**EXERCISE TASK**
The entries below are to be repeated exactly as they stand.

**PROVIDED RECORDS**

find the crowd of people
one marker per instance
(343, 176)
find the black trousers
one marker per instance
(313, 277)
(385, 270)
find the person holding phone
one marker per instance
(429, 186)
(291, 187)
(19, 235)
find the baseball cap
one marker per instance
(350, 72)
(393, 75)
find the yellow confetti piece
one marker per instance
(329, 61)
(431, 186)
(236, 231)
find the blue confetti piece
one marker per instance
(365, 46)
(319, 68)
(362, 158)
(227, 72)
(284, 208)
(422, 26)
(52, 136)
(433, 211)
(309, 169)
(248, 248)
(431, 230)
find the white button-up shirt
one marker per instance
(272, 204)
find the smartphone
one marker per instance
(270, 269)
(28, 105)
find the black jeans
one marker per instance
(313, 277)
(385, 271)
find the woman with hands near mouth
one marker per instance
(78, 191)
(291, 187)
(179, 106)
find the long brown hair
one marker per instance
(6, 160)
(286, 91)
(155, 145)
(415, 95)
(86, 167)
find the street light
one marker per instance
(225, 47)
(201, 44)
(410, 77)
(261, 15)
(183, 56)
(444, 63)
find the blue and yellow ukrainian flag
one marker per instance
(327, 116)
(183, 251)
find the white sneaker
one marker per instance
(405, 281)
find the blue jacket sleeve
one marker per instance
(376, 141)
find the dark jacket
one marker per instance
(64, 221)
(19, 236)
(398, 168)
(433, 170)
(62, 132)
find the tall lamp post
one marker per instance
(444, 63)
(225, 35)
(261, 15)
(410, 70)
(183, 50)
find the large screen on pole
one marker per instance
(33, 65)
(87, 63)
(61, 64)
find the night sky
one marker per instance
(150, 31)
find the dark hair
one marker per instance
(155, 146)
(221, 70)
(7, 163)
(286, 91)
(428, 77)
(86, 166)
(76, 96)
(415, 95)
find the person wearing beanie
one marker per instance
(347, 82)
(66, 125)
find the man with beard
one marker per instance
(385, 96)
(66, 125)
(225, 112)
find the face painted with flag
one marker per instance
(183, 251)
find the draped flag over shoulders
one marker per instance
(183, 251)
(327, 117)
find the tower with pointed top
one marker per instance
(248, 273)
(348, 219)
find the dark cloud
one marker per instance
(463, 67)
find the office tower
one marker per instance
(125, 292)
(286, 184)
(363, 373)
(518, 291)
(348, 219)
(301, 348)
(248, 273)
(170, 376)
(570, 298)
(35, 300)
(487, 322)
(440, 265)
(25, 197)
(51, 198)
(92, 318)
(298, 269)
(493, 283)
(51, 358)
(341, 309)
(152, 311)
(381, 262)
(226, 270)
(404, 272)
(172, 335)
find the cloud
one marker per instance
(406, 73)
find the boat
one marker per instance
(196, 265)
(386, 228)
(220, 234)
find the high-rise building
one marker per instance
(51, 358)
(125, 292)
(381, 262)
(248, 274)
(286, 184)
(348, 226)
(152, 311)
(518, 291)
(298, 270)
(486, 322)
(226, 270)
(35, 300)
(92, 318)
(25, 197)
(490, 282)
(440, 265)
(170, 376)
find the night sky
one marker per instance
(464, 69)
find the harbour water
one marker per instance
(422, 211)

**EXERCISE RESPONSE**
find the crowd of people
one marker per instance
(343, 176)
find the black trousers
one marker per instance
(313, 277)
(385, 270)
find the person holding phone
one marker per instance
(429, 186)
(291, 187)
(19, 235)
find the baseball cap
one marker per instance
(350, 72)
(393, 75)
find the yellow confetti piece
one marker per instance
(329, 61)
(431, 186)
(236, 231)
find the blue confetti piece
one marker per instance
(365, 46)
(319, 68)
(362, 158)
(227, 72)
(284, 208)
(422, 26)
(52, 136)
(433, 211)
(309, 169)
(248, 248)
(431, 230)
find the white button-up shirt
one marker per instance
(272, 204)
find the smartphone
one marker per instance
(270, 269)
(28, 105)
find the black jeans
one marker per instance
(313, 277)
(385, 271)
find the woman with hands near mouth
one marker per instance
(78, 191)
(291, 187)
(179, 106)
find the long brown hair
one marker per instance
(6, 160)
(286, 91)
(155, 145)
(415, 95)
(86, 167)
find the street light
one marker per instance
(225, 47)
(201, 44)
(410, 77)
(261, 15)
(183, 56)
(444, 63)
find the blue and yellow ukrainian flag
one marker per instance
(327, 116)
(183, 251)
find the white sneaker
one marker per instance
(405, 281)
find the blue jacket sleeve
one marker per instance
(376, 141)
find the dark jacket
one marker per instance
(64, 221)
(19, 236)
(398, 168)
(433, 170)
(62, 132)
find the tall lamp post
one marker per instance
(444, 63)
(225, 35)
(261, 15)
(410, 70)
(183, 50)
find the large screen on pole
one marker per instance
(33, 65)
(87, 63)
(61, 64)
find the night sky
one marker per instance
(150, 31)
find the dark hair
one marker per instance
(155, 146)
(221, 70)
(7, 163)
(286, 91)
(428, 77)
(86, 166)
(76, 96)
(415, 95)
find the person wearing beanie
one marker per instance
(347, 82)
(66, 125)
find the man with beard
one marker per instance
(385, 96)
(66, 125)
(225, 112)
find the face painted with flag
one marker per instance
(183, 251)
find the draped flag over shoulders
one marker per instance
(183, 251)
(327, 117)
find the tower with pointed top
one marker per instance
(248, 273)
(348, 219)
find the dark cloud
one marker per instance
(463, 67)
find the office tower
one marker per instance
(125, 292)
(286, 184)
(363, 373)
(518, 291)
(348, 219)
(301, 348)
(248, 273)
(170, 376)
(570, 298)
(35, 300)
(487, 322)
(440, 265)
(25, 197)
(51, 198)
(92, 318)
(298, 269)
(493, 283)
(51, 358)
(341, 309)
(152, 311)
(381, 262)
(226, 270)
(404, 272)
(172, 335)
find the cloud
one marker per instance
(406, 73)
find the boat
one marker per instance
(196, 265)
(386, 228)
(220, 234)
find the high-rise building
one marker per instance
(51, 358)
(125, 292)
(381, 262)
(248, 274)
(286, 184)
(348, 226)
(152, 311)
(518, 291)
(298, 270)
(486, 322)
(226, 270)
(35, 300)
(92, 318)
(25, 197)
(490, 282)
(440, 265)
(170, 376)
find the night sky
one marker per instance
(464, 69)
find the harbour water
one marker per instance
(422, 211)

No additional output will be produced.